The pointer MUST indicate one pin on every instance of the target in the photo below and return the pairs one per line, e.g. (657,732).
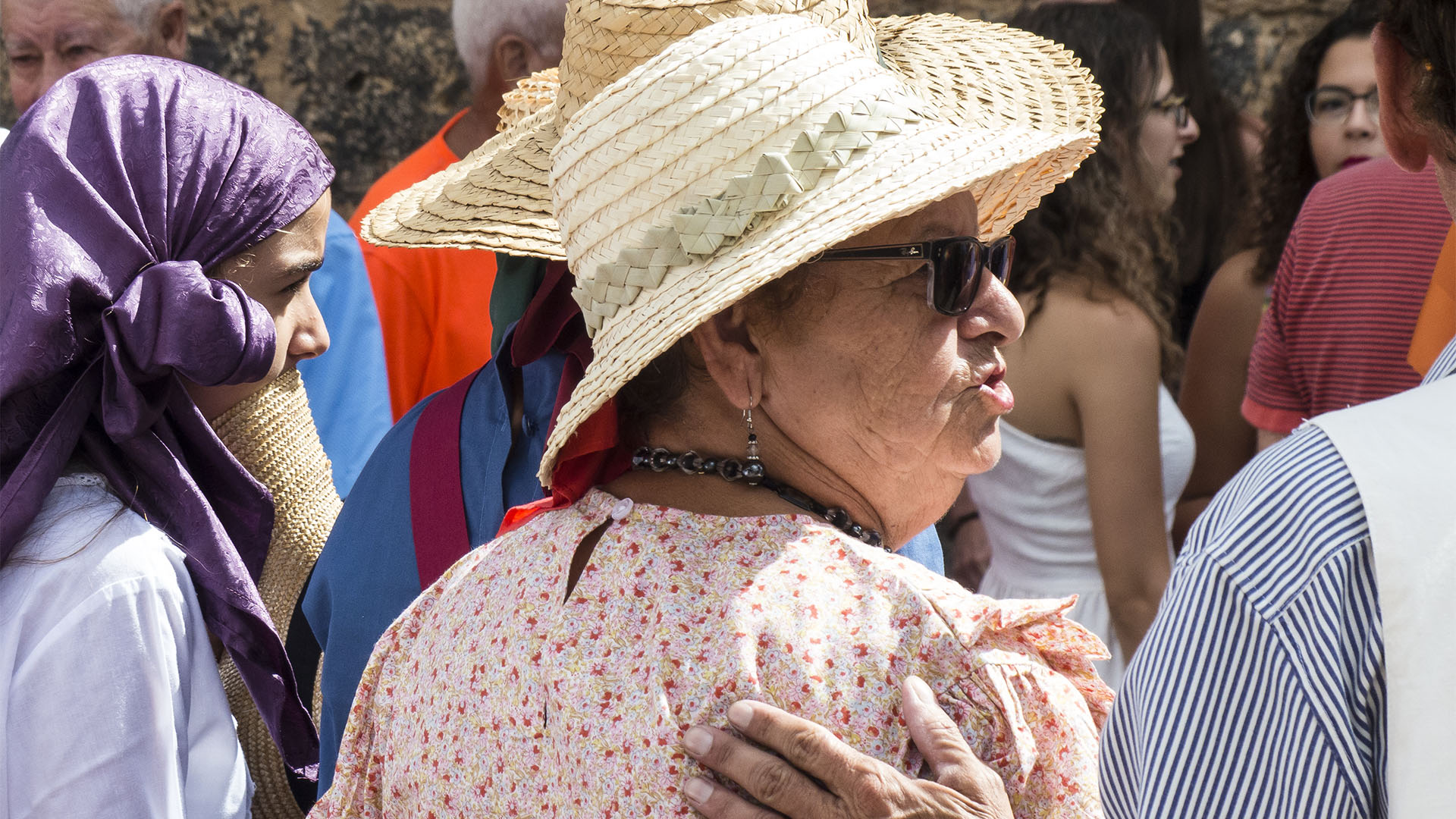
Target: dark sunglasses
(956,265)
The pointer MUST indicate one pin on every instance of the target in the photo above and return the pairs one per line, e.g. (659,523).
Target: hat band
(698,232)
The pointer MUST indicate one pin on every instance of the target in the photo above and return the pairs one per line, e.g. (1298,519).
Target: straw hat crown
(737,155)
(974,74)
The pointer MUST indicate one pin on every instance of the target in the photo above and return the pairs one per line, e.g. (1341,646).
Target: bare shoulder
(1095,322)
(1232,284)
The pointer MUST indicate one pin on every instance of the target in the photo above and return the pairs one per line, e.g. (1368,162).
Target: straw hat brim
(979,74)
(1008,172)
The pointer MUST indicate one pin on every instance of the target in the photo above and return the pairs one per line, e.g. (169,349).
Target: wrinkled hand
(854,786)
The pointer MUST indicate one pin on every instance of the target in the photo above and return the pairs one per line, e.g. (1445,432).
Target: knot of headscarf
(123,186)
(174,319)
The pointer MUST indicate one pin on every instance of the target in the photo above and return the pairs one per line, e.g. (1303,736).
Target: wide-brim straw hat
(740,153)
(976,74)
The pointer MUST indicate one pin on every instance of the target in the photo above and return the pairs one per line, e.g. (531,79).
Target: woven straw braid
(701,120)
(529,96)
(271,433)
(870,193)
(651,164)
(977,74)
(1038,95)
(699,231)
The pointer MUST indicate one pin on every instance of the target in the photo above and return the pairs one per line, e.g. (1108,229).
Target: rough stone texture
(373,79)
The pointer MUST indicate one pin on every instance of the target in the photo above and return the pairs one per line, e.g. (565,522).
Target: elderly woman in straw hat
(791,267)
(161,480)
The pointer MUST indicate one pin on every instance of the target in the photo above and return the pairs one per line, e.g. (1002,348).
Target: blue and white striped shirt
(1260,689)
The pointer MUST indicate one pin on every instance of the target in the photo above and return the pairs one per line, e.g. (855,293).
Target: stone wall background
(373,79)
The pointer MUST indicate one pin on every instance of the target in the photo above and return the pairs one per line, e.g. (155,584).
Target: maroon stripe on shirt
(1346,297)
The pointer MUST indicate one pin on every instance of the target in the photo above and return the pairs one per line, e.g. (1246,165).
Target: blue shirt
(1260,689)
(347,387)
(367,575)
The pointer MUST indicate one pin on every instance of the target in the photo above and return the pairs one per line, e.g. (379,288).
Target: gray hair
(142,15)
(479,24)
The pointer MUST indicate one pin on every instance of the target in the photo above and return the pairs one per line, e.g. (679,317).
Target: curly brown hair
(1424,30)
(1288,164)
(1101,226)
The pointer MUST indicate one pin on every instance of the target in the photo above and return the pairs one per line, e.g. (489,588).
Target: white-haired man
(435,303)
(47,39)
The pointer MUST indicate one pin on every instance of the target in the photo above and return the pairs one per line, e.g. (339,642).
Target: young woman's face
(275,273)
(1345,126)
(1161,139)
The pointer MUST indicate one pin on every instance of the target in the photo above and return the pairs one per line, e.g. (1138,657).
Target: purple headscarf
(118,190)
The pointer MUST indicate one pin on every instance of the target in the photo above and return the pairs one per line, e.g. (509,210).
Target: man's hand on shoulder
(814,776)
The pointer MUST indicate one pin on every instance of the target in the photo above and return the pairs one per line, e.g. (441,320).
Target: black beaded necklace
(731,469)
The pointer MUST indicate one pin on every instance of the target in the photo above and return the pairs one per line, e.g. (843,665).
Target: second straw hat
(974,74)
(736,156)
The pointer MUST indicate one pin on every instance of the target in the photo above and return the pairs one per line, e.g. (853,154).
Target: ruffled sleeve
(1025,694)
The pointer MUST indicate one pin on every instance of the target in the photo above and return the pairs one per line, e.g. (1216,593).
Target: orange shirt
(1438,322)
(435,303)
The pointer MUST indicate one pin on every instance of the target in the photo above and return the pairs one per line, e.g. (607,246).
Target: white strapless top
(1034,506)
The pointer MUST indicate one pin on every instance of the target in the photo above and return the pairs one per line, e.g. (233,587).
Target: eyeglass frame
(1175,104)
(1373,95)
(930,253)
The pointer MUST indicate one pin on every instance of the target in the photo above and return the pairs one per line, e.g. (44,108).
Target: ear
(1405,137)
(731,357)
(513,57)
(172,31)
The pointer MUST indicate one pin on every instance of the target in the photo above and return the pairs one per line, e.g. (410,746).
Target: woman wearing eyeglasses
(791,275)
(1324,118)
(1097,450)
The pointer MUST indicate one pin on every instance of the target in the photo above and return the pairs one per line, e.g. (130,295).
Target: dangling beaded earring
(753,471)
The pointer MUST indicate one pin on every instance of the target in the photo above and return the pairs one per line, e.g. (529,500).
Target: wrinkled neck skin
(705,423)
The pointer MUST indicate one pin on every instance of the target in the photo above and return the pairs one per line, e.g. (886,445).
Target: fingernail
(698,741)
(740,714)
(698,790)
(921,691)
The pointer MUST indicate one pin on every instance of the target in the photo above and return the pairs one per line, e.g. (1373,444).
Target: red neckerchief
(552,321)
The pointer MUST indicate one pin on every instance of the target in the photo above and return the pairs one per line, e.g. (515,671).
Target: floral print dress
(497,694)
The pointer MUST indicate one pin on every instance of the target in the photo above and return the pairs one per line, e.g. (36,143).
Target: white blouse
(109,697)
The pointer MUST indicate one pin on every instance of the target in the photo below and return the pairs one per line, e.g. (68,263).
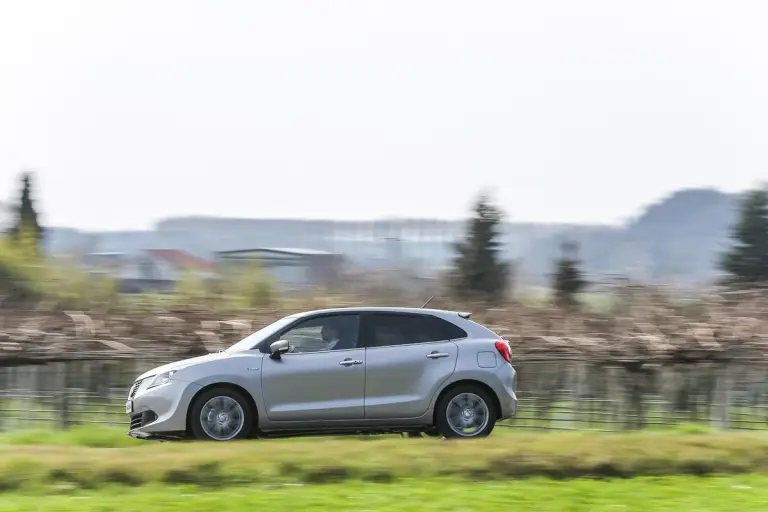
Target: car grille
(143,418)
(135,388)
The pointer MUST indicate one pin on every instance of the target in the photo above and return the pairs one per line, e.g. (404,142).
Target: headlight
(161,379)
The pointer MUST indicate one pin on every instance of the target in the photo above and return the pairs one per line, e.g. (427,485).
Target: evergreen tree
(478,270)
(27,223)
(568,279)
(746,263)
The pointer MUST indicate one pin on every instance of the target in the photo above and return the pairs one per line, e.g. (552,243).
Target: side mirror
(279,348)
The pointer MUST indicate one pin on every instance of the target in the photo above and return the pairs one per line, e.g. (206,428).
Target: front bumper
(162,409)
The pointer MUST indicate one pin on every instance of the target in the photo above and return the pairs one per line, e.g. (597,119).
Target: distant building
(292,268)
(153,270)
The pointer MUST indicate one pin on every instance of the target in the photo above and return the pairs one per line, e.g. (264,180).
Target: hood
(178,365)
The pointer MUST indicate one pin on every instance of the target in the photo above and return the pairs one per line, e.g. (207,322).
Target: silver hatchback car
(336,371)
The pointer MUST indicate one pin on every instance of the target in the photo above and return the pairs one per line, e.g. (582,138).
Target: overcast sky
(579,111)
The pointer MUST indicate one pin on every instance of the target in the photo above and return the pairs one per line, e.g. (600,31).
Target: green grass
(326,461)
(720,494)
(91,436)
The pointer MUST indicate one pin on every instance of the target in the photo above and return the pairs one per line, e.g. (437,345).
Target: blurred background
(587,178)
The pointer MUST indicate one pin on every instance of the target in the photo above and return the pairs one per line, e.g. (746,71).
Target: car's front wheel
(465,412)
(221,414)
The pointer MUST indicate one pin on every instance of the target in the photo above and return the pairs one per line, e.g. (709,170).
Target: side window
(401,329)
(324,333)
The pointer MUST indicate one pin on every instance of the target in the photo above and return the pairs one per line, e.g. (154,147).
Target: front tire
(466,412)
(221,414)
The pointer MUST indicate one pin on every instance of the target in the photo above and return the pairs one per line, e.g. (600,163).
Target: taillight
(504,350)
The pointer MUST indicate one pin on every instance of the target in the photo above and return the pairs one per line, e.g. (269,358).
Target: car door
(314,382)
(408,357)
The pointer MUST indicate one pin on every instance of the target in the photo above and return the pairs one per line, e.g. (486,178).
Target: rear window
(389,329)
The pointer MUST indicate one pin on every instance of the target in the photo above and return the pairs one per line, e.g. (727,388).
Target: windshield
(253,339)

+===+

Activity
Across the data, find each line that has "below" in it and copy that line.

Result for this task
The pointer MUST indicate one pin on every instance of the target in the photo below and return the pairs one per line, e.g. (657,732).
The pointer MUST indicate one pin on every instance of the target in the photo below and return the pairs one per line, e.g. (68,263).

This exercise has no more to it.